Reproduce the following lines verbatim, omitting the picture from your reply.

=======

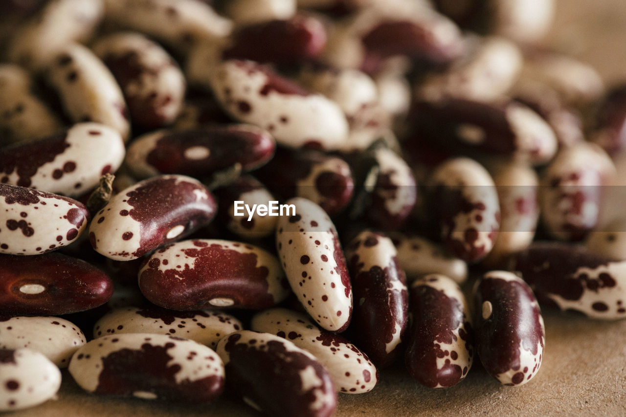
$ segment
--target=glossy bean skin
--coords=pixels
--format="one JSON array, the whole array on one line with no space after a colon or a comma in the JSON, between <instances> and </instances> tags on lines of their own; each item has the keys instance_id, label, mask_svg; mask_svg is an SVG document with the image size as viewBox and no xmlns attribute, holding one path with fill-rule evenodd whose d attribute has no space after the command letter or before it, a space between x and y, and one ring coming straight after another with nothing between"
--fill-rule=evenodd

=======

(Expected answer)
$ segment
--target=glossy bean skin
--coords=pixels
--format="one JSON array, the whole array on one line with no space after a colon or a comma in the JSON, between <instances> and </instances> tags on lines of their own; each item has the keys instance_id, label, mask_svg; mask_svg is an SVG document with the image size as viewBox and no xmlns attribute, holding one path with fill-rule evenodd whose d attribute has no space after the command letter or before it, a space between x and y, and one ring coming straight after another with nothing between"
--fill-rule=evenodd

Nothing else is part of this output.